Source material:
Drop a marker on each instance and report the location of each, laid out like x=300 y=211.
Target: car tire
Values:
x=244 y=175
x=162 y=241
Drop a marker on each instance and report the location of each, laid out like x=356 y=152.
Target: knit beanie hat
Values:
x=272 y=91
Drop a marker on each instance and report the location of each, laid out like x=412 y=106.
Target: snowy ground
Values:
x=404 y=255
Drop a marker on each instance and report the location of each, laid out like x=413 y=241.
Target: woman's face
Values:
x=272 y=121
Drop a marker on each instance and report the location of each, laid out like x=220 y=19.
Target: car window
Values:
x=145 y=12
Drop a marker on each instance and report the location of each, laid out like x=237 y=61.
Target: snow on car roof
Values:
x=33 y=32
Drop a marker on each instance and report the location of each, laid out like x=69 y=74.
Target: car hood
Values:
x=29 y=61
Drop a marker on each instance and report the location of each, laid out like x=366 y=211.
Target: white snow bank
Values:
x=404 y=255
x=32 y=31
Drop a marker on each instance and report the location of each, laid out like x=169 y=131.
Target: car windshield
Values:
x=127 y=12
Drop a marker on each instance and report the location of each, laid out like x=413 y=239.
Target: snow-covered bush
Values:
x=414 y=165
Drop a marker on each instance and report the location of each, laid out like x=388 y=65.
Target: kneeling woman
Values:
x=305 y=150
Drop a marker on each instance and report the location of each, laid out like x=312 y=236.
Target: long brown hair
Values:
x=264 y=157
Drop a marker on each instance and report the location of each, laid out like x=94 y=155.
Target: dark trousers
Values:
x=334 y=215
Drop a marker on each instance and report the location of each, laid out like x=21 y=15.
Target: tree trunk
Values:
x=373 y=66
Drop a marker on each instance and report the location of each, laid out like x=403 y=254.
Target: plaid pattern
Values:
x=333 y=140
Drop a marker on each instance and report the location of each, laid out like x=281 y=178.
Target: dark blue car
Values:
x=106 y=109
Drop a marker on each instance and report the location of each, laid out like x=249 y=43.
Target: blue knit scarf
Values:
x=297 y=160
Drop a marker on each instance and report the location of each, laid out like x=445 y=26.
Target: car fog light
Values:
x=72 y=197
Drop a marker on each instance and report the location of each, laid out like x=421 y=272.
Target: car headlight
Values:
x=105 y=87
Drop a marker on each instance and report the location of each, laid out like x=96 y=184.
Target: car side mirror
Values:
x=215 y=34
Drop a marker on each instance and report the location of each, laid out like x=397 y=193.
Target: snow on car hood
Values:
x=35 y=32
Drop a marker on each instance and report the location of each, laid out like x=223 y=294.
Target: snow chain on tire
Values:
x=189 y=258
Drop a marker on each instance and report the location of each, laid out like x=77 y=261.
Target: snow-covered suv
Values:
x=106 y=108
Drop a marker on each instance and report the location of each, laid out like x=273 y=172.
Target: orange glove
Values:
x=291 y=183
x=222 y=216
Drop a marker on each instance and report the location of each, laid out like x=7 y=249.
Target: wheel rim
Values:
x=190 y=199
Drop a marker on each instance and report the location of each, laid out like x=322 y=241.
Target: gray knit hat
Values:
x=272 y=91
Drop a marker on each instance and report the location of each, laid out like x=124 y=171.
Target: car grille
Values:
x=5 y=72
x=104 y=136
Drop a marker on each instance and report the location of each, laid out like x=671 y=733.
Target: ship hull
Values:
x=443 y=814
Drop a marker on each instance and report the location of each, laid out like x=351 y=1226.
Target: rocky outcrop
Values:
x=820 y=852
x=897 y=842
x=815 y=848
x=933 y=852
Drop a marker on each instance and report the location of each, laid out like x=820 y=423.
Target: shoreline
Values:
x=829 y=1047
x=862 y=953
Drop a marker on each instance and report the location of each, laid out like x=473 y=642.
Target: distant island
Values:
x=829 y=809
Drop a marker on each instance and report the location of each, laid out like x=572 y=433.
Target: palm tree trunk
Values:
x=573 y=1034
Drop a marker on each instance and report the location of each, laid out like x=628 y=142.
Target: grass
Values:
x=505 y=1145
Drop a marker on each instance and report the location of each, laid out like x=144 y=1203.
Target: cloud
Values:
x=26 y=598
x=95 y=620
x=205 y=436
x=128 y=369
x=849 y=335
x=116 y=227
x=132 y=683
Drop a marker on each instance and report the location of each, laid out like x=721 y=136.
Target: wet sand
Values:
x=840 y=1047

To do:
Only a number is expected here: how many lines above contain the word "covered".

Final answer:
2